TASK DIRECTIONS: Within the listing below, filter for "Target" and copy every matching line.

SOURCE MATERIAL:
============================================================
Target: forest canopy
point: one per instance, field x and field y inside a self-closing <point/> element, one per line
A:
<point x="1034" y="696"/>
============================================================
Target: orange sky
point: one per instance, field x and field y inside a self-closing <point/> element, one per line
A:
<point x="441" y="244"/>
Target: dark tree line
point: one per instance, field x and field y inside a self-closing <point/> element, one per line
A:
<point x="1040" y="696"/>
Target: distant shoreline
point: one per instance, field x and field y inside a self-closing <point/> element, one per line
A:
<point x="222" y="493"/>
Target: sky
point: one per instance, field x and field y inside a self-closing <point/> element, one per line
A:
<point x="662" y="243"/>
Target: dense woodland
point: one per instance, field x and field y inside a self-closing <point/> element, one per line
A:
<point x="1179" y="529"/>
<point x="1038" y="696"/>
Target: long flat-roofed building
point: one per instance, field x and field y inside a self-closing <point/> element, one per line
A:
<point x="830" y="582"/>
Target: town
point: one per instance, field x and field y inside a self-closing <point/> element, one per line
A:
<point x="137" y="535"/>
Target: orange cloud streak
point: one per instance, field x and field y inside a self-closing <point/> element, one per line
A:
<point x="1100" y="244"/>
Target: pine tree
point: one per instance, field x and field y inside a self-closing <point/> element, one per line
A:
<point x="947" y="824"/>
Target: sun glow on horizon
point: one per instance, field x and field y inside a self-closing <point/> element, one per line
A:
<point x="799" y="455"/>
============================================================
TASK SOLUTION:
Target: forest canopy
Target: orange sky
Target: dark tree line
Target: distant shoreline
Target: sky
Target: dense woodland
Target: long flat-roofed building
Target: town
Target: orange cloud streak
Target: pine tree
Target: sun glow on horizon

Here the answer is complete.